• [EXTRACTED TEXT]

# Gallery Live!



## Janice (Sep 1, 2005)

I have great news for our registered members! Specktra.Net Forums’ new gallery is LIVE! 
	

	
	
		
		

		
			





 With the new gallery you will be able to manage and create your own member gallery. To get started just click Here, then on Member Categories, then click on Upload and when you upload your first picture it will automatically create your member gallery. For future reference you can just click on the “Gallery” link in the top forum navigational bar to hop to the gallery.

Participation is FREE, but you *must* be a registered Specktra.Net Forum member to access full features including: 


Uploading images 


Rating images 


Commenting on images 


Viewing full size images 

One of the many nifty features is an “auto code” feature. When you upload an image it automagically creates the BBcode necessary to show it in your post on the forum! Copy and paste the code into your post and viola!

With this upgrade we have also finally been able to start uploading our collection of MAC product images! Click on MAC Product Gallery to view the swatches. This category is maintained by Specktra.Net, we ask you *not* upload your own swatch images to this category. If you have an image you would like to contribute please email it to [email protected] . 
	

	
	
		
		

		
		
	


	




I hope everyone enjoys this new and improved feature!


----------



## Alexa (Sep 1, 2005)

Yay


----------



## mac_obsession (Sep 1, 2005)

sweet!! Ive got a bunch of pics I can add to Alexas pics


----------



## Grace (Sep 1, 2005)

yay! i can never get tired of looking at makeup.


----------



## Juneplum (Sep 2, 2005)

Yaaaay!!!!


----------



## I love Brian Kinney (Sep 2, 2005)

I love this!


----------



## kristabella (Sep 2, 2005)

thank u!


----------



## midnightlouise (Sep 3, 2005)

Yay! I just uploaded some pics for my FOTD 
	

	
	
		
		

		
		
	


	




 Super easy with the auto code.  Love it!


----------



## lilMAmom (Oct 6, 2005)

YaY!  Thanks


----------

• [STORED DATA]
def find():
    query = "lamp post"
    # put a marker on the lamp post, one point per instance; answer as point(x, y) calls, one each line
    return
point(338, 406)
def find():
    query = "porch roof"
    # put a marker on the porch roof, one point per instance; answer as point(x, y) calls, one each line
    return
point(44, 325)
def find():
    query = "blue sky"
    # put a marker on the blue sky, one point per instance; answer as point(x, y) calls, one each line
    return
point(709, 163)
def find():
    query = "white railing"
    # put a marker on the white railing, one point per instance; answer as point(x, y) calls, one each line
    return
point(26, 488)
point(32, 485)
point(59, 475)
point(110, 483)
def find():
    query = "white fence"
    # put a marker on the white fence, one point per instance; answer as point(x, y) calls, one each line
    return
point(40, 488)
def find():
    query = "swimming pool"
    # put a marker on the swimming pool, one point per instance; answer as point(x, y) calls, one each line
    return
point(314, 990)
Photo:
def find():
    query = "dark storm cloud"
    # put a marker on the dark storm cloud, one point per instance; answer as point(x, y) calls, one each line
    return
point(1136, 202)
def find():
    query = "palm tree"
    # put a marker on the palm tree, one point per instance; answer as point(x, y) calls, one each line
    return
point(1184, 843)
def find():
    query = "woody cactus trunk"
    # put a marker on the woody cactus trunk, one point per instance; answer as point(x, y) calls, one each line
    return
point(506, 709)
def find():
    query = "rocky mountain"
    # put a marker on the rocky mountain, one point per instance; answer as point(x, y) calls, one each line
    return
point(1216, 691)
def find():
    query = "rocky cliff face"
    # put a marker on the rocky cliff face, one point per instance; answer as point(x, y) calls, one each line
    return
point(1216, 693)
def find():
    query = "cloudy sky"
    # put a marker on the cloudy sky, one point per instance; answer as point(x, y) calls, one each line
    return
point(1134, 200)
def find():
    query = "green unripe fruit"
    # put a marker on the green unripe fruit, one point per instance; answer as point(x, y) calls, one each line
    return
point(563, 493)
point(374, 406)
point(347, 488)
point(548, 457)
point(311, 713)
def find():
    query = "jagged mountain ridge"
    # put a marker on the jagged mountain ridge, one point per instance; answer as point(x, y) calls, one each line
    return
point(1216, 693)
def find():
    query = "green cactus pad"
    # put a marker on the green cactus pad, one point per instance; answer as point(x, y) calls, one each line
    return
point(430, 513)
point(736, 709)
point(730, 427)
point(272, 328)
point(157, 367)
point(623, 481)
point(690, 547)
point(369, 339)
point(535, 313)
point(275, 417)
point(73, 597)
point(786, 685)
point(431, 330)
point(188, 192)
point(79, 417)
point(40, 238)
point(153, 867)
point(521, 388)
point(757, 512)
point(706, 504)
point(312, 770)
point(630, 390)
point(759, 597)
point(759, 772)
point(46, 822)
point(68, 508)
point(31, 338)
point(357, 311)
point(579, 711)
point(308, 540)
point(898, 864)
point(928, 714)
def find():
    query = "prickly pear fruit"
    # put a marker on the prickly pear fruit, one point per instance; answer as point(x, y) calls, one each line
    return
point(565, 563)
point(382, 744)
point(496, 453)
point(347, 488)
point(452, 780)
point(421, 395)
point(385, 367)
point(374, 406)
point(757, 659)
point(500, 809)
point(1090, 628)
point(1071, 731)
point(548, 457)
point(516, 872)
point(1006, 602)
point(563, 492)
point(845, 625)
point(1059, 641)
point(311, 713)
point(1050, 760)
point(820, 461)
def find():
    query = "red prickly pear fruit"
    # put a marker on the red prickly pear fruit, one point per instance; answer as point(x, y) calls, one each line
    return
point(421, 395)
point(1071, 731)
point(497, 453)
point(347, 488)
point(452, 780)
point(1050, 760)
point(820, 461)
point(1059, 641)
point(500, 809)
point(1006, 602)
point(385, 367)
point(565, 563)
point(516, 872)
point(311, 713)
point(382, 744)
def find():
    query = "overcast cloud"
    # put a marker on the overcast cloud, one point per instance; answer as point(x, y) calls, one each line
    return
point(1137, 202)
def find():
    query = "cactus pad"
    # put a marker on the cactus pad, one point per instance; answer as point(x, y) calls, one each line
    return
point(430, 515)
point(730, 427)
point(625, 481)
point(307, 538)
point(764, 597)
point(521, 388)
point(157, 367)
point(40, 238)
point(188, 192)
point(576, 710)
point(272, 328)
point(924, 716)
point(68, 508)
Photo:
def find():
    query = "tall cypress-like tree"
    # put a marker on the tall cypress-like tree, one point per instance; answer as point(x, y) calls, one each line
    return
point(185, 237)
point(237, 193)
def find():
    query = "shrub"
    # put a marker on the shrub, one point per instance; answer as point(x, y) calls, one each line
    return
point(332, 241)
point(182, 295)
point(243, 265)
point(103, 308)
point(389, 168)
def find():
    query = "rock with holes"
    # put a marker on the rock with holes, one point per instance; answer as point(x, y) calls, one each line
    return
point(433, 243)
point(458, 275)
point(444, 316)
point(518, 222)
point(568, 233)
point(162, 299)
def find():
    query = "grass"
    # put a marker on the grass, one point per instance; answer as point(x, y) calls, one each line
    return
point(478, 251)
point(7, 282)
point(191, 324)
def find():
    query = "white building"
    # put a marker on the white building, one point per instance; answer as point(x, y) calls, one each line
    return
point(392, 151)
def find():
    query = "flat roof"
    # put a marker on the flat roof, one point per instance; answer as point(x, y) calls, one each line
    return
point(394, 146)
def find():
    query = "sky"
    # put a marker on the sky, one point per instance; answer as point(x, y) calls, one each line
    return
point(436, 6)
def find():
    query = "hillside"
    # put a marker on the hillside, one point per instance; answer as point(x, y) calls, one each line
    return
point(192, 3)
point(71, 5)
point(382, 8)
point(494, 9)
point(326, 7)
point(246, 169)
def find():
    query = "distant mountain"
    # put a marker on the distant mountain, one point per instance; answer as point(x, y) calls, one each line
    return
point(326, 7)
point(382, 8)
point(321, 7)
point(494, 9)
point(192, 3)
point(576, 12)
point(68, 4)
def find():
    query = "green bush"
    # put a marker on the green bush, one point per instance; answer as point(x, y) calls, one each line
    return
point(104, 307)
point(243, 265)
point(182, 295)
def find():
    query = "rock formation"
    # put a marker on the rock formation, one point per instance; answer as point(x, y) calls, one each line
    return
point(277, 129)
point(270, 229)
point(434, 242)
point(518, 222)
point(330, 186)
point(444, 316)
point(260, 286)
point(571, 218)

• [DIRECTIVE] In the thread announcing the new gallery, what does the "auto code" feature create when a member uploads an image?

• [SOLUTION TO THIS TASK] It creates the BBcode needed to show the image in a forum post.